(Point localization data)
☆ ☆ ☆
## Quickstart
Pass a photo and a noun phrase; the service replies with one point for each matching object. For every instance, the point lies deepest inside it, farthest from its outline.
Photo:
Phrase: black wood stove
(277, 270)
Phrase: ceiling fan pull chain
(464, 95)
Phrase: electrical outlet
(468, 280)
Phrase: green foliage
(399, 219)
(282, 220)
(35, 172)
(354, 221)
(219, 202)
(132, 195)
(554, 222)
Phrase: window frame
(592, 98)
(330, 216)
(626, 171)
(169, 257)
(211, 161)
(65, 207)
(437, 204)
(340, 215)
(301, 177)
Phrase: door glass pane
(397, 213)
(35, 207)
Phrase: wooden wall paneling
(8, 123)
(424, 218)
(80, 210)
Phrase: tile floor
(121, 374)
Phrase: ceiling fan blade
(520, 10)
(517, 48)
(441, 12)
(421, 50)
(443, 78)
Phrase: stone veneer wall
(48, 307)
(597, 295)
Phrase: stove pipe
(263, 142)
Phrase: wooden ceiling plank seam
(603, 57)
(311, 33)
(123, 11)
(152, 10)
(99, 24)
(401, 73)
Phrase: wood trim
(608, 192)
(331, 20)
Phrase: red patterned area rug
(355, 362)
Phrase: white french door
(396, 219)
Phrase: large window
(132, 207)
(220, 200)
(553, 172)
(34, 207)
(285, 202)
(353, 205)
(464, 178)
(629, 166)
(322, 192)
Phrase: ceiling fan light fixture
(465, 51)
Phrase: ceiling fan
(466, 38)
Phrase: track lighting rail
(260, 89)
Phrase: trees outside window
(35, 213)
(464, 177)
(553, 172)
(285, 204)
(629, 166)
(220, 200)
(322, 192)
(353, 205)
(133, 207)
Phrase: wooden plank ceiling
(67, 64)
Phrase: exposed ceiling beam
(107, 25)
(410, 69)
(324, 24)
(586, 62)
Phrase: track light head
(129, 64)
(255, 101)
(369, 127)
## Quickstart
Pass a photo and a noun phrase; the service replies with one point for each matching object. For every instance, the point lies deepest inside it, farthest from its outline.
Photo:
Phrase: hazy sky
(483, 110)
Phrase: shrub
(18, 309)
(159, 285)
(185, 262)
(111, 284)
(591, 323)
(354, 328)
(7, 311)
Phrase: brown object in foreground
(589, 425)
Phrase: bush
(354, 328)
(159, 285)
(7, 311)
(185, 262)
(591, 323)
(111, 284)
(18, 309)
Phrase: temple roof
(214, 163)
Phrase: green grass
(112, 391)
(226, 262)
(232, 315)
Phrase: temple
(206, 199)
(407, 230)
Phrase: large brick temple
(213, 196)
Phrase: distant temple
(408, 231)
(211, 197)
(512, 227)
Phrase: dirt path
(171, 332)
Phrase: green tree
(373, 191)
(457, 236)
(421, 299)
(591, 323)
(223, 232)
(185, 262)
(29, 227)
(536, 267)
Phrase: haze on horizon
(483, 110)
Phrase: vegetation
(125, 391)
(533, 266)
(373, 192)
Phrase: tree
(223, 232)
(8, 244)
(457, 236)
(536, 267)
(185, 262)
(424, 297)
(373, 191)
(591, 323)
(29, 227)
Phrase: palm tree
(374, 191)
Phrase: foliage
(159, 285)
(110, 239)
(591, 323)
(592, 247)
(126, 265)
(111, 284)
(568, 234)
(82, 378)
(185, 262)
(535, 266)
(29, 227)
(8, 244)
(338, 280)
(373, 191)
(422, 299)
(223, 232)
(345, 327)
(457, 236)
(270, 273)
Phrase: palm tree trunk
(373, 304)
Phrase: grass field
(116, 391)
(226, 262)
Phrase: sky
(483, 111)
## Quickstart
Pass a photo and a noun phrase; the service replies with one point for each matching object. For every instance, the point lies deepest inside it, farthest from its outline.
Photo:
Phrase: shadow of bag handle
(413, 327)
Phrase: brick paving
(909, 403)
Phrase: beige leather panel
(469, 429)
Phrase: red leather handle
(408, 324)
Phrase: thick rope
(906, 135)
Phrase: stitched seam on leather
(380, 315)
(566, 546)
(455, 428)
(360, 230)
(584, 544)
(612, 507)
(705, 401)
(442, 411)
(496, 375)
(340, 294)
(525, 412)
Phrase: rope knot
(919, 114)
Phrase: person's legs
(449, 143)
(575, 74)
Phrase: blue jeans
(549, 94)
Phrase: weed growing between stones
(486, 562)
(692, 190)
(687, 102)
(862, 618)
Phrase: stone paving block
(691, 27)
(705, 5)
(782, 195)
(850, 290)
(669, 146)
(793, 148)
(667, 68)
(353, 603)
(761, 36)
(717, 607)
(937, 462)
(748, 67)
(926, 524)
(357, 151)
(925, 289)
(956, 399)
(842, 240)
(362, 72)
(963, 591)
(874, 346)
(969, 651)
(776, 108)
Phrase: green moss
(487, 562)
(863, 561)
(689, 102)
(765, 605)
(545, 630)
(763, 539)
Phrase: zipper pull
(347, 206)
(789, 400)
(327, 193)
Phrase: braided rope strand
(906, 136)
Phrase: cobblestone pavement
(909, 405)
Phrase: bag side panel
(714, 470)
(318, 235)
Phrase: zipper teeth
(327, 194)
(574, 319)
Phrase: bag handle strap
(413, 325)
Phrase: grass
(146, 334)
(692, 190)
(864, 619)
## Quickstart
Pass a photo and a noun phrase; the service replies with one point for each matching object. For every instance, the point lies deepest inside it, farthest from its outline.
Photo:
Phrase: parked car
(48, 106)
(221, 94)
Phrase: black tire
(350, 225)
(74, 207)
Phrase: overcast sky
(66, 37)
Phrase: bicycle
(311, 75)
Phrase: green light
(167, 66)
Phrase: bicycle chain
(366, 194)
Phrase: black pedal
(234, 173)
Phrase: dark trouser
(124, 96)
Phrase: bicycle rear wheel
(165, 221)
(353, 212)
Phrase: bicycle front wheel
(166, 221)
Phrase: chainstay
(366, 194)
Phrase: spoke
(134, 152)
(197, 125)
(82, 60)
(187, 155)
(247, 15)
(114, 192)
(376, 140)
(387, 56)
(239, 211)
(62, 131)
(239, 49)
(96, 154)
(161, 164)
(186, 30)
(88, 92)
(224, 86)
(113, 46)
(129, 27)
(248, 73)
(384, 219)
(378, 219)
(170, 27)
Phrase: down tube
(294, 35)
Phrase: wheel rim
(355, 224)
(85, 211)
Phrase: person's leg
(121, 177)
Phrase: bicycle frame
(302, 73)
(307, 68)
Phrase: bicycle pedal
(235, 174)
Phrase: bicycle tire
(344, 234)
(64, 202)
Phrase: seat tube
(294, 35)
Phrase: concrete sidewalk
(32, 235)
☆ ☆ ☆
- _WHAT YOU SHOULD DO_
The entries above should be repeated exactly, every one of them.

- _RESPONSE AREA_
## Quickstart
Pass a photo and a noun phrase; the service replies with one point for each matching object. For every instance, the point lies deepest inside it, farthest from its outline.
Photo:
Phrase: black wood stove
(277, 270)
Phrase: ceiling fan pull chain
(464, 95)
Phrase: electrical outlet
(468, 280)
Phrase: green foliage
(399, 219)
(282, 220)
(35, 172)
(354, 221)
(219, 202)
(132, 195)
(554, 222)
Phrase: window frame
(592, 98)
(330, 216)
(626, 171)
(169, 257)
(211, 161)
(65, 207)
(437, 204)
(340, 215)
(301, 177)
Phrase: door glass pane
(397, 213)
(35, 207)
Phrase: wooden wall paneling
(8, 123)
(424, 218)
(80, 210)
Phrase: tile floor
(121, 374)
Phrase: ceiling fan blade
(520, 10)
(517, 48)
(441, 12)
(421, 50)
(443, 78)
Phrase: stone veneer wall
(48, 307)
(597, 295)
Phrase: stove pipe
(263, 142)
Phrase: wooden ceiling plank seam
(603, 57)
(311, 33)
(123, 11)
(152, 10)
(99, 24)
(401, 73)
Phrase: wood trim
(608, 192)
(331, 20)
Phrase: red patterned area rug
(355, 362)
Phrase: white french door
(396, 219)
Phrase: large window
(132, 207)
(220, 200)
(553, 172)
(34, 207)
(285, 202)
(353, 205)
(464, 178)
(629, 166)
(322, 192)
Phrase: ceiling fan light fixture
(465, 51)
Phrase: ceiling fan
(466, 38)
Phrase: track lighting rail
(260, 89)
Phrase: trees outside window
(35, 213)
(464, 177)
(553, 172)
(285, 204)
(629, 166)
(220, 200)
(322, 192)
(353, 205)
(133, 207)
Phrase: wooden plank ceiling
(67, 64)
Phrase: exposed ceiling beam
(107, 25)
(410, 69)
(324, 24)
(586, 62)
Phrase: track light head
(129, 64)
(255, 101)
(369, 127)
## Quickstart
Pass a photo and a noun phrase; the service replies with one point for each matching object. For every instance, the point lies deepest inside it, farthest from its outline.
Photo:
Phrase: hazy sky
(483, 110)
Phrase: shrub
(18, 309)
(159, 285)
(185, 262)
(111, 284)
(591, 323)
(354, 328)
(7, 311)
Phrase: brown object in foreground
(589, 425)
Phrase: bush
(354, 328)
(159, 285)
(7, 311)
(185, 262)
(591, 323)
(111, 284)
(18, 309)
Phrase: temple roof
(214, 163)
Phrase: green grass
(112, 391)
(226, 262)
(232, 315)
Phrase: temple
(206, 199)
(407, 230)
Phrase: large brick temple
(213, 196)
Phrase: distant temple
(408, 231)
(211, 197)
(512, 227)
Phrase: dirt path
(171, 332)
Phrase: green tree
(373, 191)
(457, 236)
(421, 299)
(591, 323)
(223, 232)
(185, 262)
(29, 227)
(536, 267)
Phrase: haze on horizon
(483, 110)
Phrase: vegetation
(125, 391)
(533, 266)
(373, 192)
Phrase: tree
(223, 232)
(8, 244)
(457, 236)
(536, 267)
(185, 262)
(424, 297)
(373, 191)
(591, 323)
(29, 227)
Phrase: palm tree
(374, 191)
Phrase: foliage
(159, 285)
(110, 239)
(591, 323)
(592, 247)
(126, 265)
(111, 284)
(568, 234)
(82, 378)
(185, 262)
(535, 266)
(29, 227)
(8, 244)
(338, 280)
(373, 191)
(422, 299)
(223, 232)
(345, 327)
(457, 236)
(270, 273)
Phrase: palm tree trunk
(373, 304)
Phrase: grass field
(116, 391)
(226, 262)
Phrase: sky
(483, 111)
## Quickstart
Pass a photo and a noun phrase; the service replies with one point for each matching object. For every instance, the point lies deepest inside it, farthest from its outline.
Photo:
Phrase: shadow of bag handle
(413, 327)
Phrase: brick paving
(909, 403)
Phrase: beige leather panel
(469, 429)
Phrase: red leather handle
(408, 324)
Phrase: thick rope
(906, 135)
Phrase: stitched seam on leather
(380, 315)
(566, 546)
(455, 428)
(360, 230)
(584, 544)
(612, 507)
(705, 401)
(442, 411)
(496, 375)
(340, 294)
(525, 412)
Phrase: rope knot
(919, 114)
Phrase: person's legs
(449, 143)
(575, 74)
Phrase: blue jeans
(549, 94)
Phrase: weed growing between stones
(486, 562)
(692, 190)
(687, 102)
(862, 618)
Phrase: stone paving block
(691, 27)
(705, 5)
(782, 195)
(850, 290)
(669, 146)
(793, 148)
(667, 68)
(353, 603)
(761, 36)
(717, 607)
(937, 462)
(748, 67)
(926, 524)
(357, 151)
(925, 289)
(956, 399)
(842, 240)
(362, 72)
(963, 591)
(874, 346)
(969, 651)
(776, 108)
Phrase: green moss
(487, 562)
(863, 561)
(689, 102)
(765, 605)
(545, 630)
(763, 539)
Phrase: zipper pull
(347, 206)
(789, 400)
(327, 193)
Phrase: braided rope strand
(906, 136)
Phrase: cobblestone pavement
(909, 405)
Phrase: bag side panel
(714, 470)
(318, 235)
Phrase: zipper teeth
(327, 194)
(574, 319)
Phrase: bag handle strap
(413, 325)
Phrase: grass
(146, 334)
(692, 190)
(864, 619)
## Quickstart
Pass a photo and a noun phrase; the service replies with one point for each matching object. For every instance, the point lies deepest inside it, farthest from its outline.
Photo:
Phrase: parked car
(48, 106)
(221, 94)
Phrase: black tire
(350, 225)
(74, 207)
Phrase: overcast sky
(66, 37)
Phrase: bicycle
(311, 75)
Phrase: green light
(167, 66)
Phrase: bicycle chain
(366, 194)
Phrase: black pedal
(234, 173)
Phrase: dark trouser
(124, 96)
Phrase: bicycle rear wheel
(165, 221)
(353, 212)
Phrase: bicycle front wheel
(166, 221)
Phrase: chainstay
(366, 194)
Phrase: spoke
(134, 152)
(197, 125)
(82, 60)
(187, 155)
(247, 15)
(114, 192)
(376, 140)
(387, 56)
(239, 211)
(62, 131)
(239, 49)
(96, 154)
(161, 164)
(186, 30)
(88, 92)
(224, 86)
(113, 46)
(129, 27)
(248, 73)
(384, 219)
(378, 219)
(170, 27)
Phrase: down tube
(294, 35)
Phrase: wheel rim
(355, 224)
(85, 211)
Phrase: person's leg
(121, 177)
Phrase: bicycle frame
(302, 73)
(307, 68)
Phrase: bicycle pedal
(235, 174)
Phrase: bicycle tire
(344, 234)
(64, 202)
Phrase: seat tube
(294, 35)
Phrase: concrete sidewalk
(32, 235)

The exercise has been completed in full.